§ What is expected
Please copy all of the data below line for line, with no changes, and leave the pictures out of your copy.

§ Exercise data
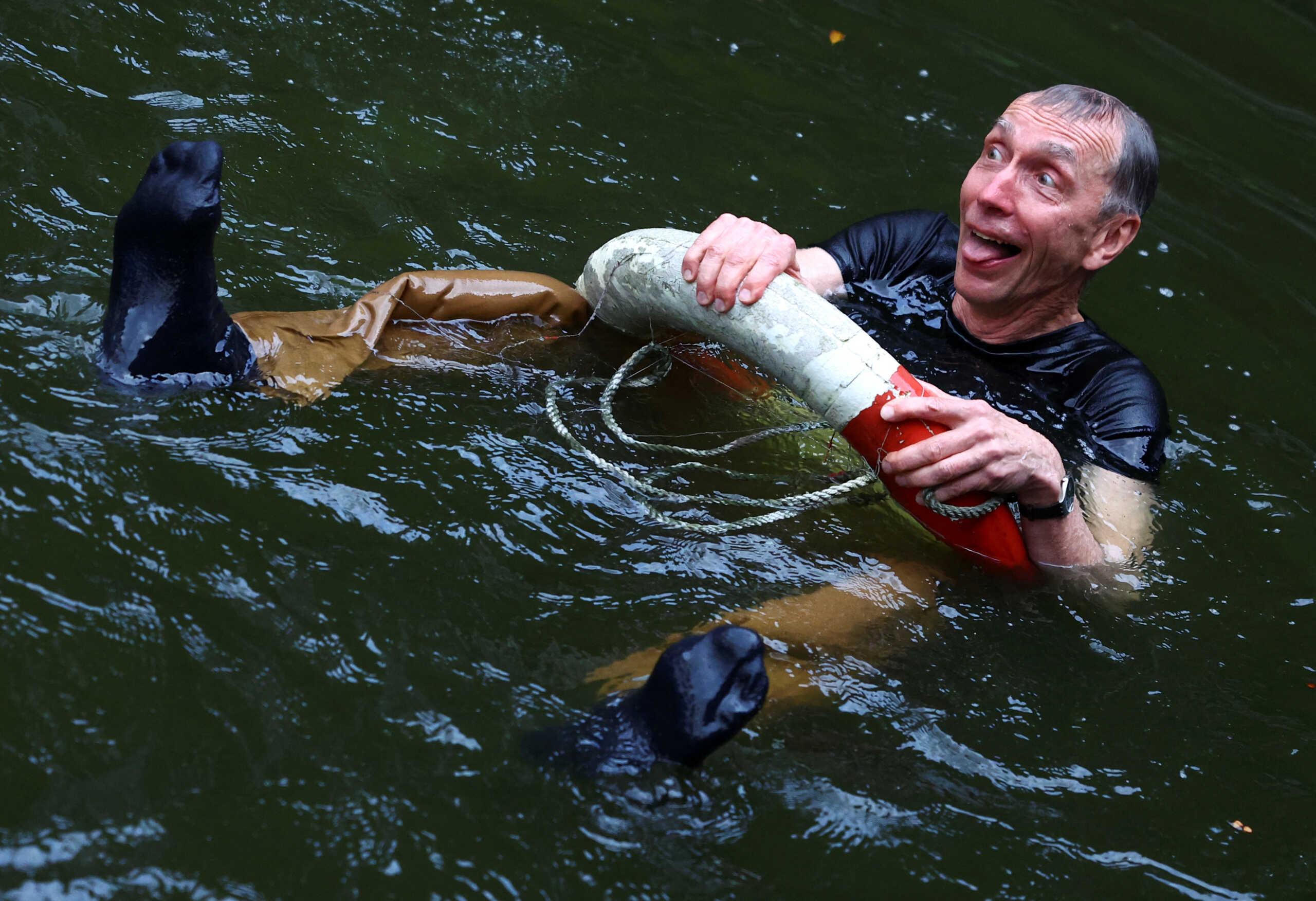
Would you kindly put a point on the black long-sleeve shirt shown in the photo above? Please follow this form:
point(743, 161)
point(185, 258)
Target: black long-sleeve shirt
point(1102, 404)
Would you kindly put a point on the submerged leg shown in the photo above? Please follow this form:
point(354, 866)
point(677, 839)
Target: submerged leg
point(870, 616)
point(304, 355)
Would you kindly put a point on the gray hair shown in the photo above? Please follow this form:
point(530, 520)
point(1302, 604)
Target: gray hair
point(1135, 177)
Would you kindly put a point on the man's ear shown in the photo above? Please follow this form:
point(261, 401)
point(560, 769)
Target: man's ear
point(1110, 240)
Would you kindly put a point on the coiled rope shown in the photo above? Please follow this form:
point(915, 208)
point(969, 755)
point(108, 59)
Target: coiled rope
point(782, 508)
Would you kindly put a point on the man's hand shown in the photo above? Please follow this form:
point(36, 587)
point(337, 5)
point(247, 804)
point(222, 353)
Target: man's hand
point(737, 257)
point(985, 449)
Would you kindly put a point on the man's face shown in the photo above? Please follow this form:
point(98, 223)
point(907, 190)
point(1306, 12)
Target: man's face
point(1030, 207)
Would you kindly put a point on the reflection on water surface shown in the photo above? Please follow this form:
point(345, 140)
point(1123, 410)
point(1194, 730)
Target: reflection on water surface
point(250, 650)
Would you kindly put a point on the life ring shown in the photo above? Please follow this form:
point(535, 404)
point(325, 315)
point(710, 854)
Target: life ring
point(635, 283)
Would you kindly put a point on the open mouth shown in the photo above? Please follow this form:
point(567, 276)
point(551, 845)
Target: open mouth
point(983, 249)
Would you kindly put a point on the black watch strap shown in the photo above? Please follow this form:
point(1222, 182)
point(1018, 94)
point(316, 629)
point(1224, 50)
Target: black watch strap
point(1063, 508)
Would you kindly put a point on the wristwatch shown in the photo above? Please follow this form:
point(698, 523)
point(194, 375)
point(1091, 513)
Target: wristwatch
point(1061, 508)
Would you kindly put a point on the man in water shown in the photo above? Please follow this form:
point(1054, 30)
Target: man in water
point(1057, 193)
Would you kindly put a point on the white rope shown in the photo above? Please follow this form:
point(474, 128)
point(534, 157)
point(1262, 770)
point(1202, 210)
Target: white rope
point(782, 508)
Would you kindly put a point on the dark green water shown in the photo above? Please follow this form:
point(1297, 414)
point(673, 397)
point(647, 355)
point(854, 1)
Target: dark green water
point(257, 651)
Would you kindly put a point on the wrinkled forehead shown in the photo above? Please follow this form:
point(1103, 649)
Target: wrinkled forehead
point(1090, 144)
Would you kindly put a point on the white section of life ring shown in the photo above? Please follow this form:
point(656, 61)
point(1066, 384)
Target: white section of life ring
point(635, 283)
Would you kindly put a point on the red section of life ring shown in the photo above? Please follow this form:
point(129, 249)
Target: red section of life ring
point(993, 540)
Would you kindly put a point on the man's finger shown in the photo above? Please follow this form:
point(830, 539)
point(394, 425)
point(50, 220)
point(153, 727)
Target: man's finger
point(961, 467)
point(695, 255)
point(778, 259)
point(737, 264)
point(927, 452)
point(944, 409)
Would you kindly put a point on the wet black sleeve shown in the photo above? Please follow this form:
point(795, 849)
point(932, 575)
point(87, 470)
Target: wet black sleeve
point(894, 248)
point(1124, 411)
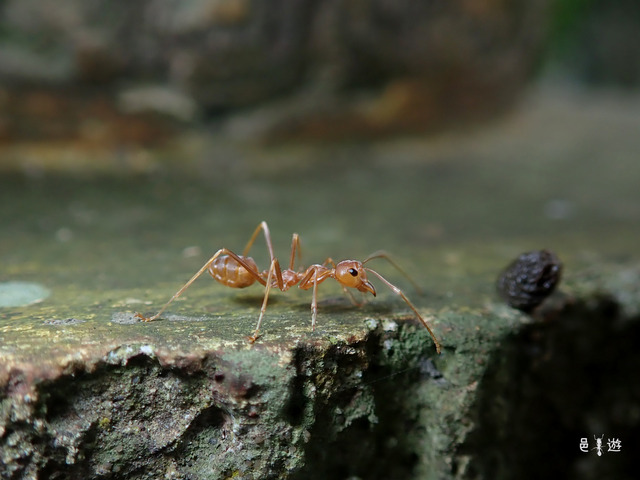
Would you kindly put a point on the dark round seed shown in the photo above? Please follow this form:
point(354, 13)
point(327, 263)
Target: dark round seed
point(529, 279)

§ Response to this exercise
Would you kindly put a point on the black long-sleeve shirt shown in the photo above? Please follow this form:
point(743, 161)
point(185, 258)
Target: black long-sleeve shirt
point(1102, 404)
Would you kindly put a point on the submerged leg shown in the photo above? Please follow this form:
point(354, 866)
point(677, 839)
Target: submerged leg
point(870, 616)
point(304, 355)
Would you kindly put a point on the gray hair shown in the photo above? Please follow this form:
point(530, 520)
point(1302, 604)
Target: gray hair
point(1135, 177)
Would you kindly put a point on the man's ear shown in the photo above? Please follow this form:
point(261, 401)
point(560, 769)
Target: man's ear
point(1110, 240)
Would you kindly put a point on the coiled rope shown in the photo above? Please follow this form:
point(915, 208)
point(969, 755)
point(108, 59)
Target: coiled rope
point(782, 508)
Would you kindly put a point on the man's hand shown in the photo above? Please follow this form:
point(36, 587)
point(337, 5)
point(247, 804)
point(222, 353)
Target: man's hand
point(737, 257)
point(985, 449)
Would you kindly put a point on the man's face shown in the photo above? Please follow this form:
point(98, 223)
point(907, 190)
point(1306, 12)
Target: man's face
point(1030, 207)
Would you kindly put a point on the reflection on water surface shown in the photo above? Please follow this form:
point(345, 140)
point(1123, 410)
point(1194, 730)
Target: reflection on water surface
point(250, 650)
Would you kindly put a point on the life ring shown in the photo above? Please follow this form:
point(535, 404)
point(325, 315)
point(710, 854)
Target: life ring
point(635, 283)
Would you kindly put a point on the open mouth shown in the photo above? Please follow this form:
point(567, 276)
point(551, 845)
Target: open mouth
point(983, 249)
Would you kindly put a point on the black watch strap shown in the photo above? Please follow this form:
point(1222, 182)
point(1018, 94)
point(316, 629)
point(1224, 50)
Target: black watch strap
point(1063, 508)
Would you kindly put a point on the wristwatch shown in the photo above? Please follow this form:
point(698, 523)
point(194, 375)
point(1091, 513)
Target: wristwatch
point(1061, 508)
Would you kindly put a point on the man in water shown in the photo above? Please follow this form:
point(1054, 30)
Target: man in water
point(1057, 193)
Would you kindly put a point on the white rope shown in the photo above? Please follow this form:
point(474, 128)
point(534, 157)
point(1262, 770)
point(1202, 210)
Target: white rope
point(782, 508)
Would you kindly put a point on the dark green water shown in the photo above? Please follow this form:
point(1297, 414)
point(673, 397)
point(647, 355)
point(854, 1)
Target: dark green water
point(257, 651)
Would you kindly put a point on the wrinkled forehead shown in the photo above? Please follow this form:
point(1103, 649)
Target: wrinkled forehead
point(1090, 144)
Would you kindly put a point on the white section of life ring shown in the photo above? Please follow this form:
point(656, 61)
point(1066, 384)
Target: white section of life ring
point(635, 283)
Would you kindly put a point on the red section of life ring shown in the photo above? Please follow this form:
point(129, 249)
Target: red section of life ring
point(993, 540)
Would you kindly put a point on the man's finger shown in the photo above? Please follow this form:
point(830, 539)
point(394, 425)
point(50, 220)
point(153, 727)
Target: man's finger
point(961, 467)
point(695, 255)
point(778, 259)
point(737, 264)
point(927, 452)
point(944, 409)
Would you kindly put a point on the wet black sleeve shown in the photo above? Please follow this form:
point(795, 849)
point(932, 575)
point(87, 470)
Target: wet black sleeve
point(894, 248)
point(1124, 411)
Would you kindly put a point on the dark round seed shown in the photo above? Please follow this form:
point(354, 13)
point(327, 263)
Target: dark round seed
point(529, 279)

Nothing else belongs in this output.